Retype each entry exactly.

Excerpts from a dataset
════════════════

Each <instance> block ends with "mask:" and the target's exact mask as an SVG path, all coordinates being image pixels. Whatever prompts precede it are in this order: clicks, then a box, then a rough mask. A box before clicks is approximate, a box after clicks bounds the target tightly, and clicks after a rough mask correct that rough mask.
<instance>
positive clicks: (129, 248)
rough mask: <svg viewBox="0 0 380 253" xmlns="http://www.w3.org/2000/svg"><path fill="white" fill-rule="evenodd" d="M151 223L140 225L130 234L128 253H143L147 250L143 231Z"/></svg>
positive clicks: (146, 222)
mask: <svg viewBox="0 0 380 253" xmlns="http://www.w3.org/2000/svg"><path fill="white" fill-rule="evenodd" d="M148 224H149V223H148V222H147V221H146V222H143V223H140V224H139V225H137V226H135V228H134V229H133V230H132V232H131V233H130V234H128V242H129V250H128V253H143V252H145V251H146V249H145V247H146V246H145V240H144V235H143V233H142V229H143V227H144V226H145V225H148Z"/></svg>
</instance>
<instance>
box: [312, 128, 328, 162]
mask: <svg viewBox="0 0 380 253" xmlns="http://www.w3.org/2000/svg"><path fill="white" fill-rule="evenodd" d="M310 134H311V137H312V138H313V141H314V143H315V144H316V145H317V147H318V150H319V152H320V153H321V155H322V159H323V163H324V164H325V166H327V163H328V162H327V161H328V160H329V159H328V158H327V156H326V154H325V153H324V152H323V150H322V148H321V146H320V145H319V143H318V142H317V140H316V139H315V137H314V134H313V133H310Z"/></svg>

════════════════

* **YOUR RESPONSE**
Each <instance> block ends with "mask:" and the target's exact mask as an SVG path, all coordinates being image pixels. Whatever prompts precede it are in this order: clicks, then a box, then a rough mask. A box before clicks is approximate, a box after clicks bounds the target tightly, and clicks after a rough mask correct that rough mask.
<instance>
positive clicks: (129, 248)
rough mask: <svg viewBox="0 0 380 253" xmlns="http://www.w3.org/2000/svg"><path fill="white" fill-rule="evenodd" d="M151 223L140 225L130 234L128 253H143L147 250L143 231Z"/></svg>
positive clicks: (146, 222)
mask: <svg viewBox="0 0 380 253" xmlns="http://www.w3.org/2000/svg"><path fill="white" fill-rule="evenodd" d="M148 224H149V223H148V222H147V221H146V222H143V223H140V224H139V225H137V226H135V228H134V229H133V230H132V232H131V233H130V234H128V242H129V250H128V253H143V252H145V251H146V249H145V247H146V246H145V240H144V235H143V233H142V229H143V227H144V226H145V225H148Z"/></svg>
</instance>
<instance>
box: [312, 128, 328, 162]
mask: <svg viewBox="0 0 380 253" xmlns="http://www.w3.org/2000/svg"><path fill="white" fill-rule="evenodd" d="M310 134H311V137H312V138H313V141H314V143H315V144H316V145H317V147H318V150H319V152H320V153H321V155H322V159H323V163H324V164H325V166H327V163H328V162H327V161H328V160H329V159H328V158H327V156H326V154H325V153H324V152H323V150H322V148H321V146H320V145H319V143H318V142H317V140H316V139H315V137H314V134H313V133H310Z"/></svg>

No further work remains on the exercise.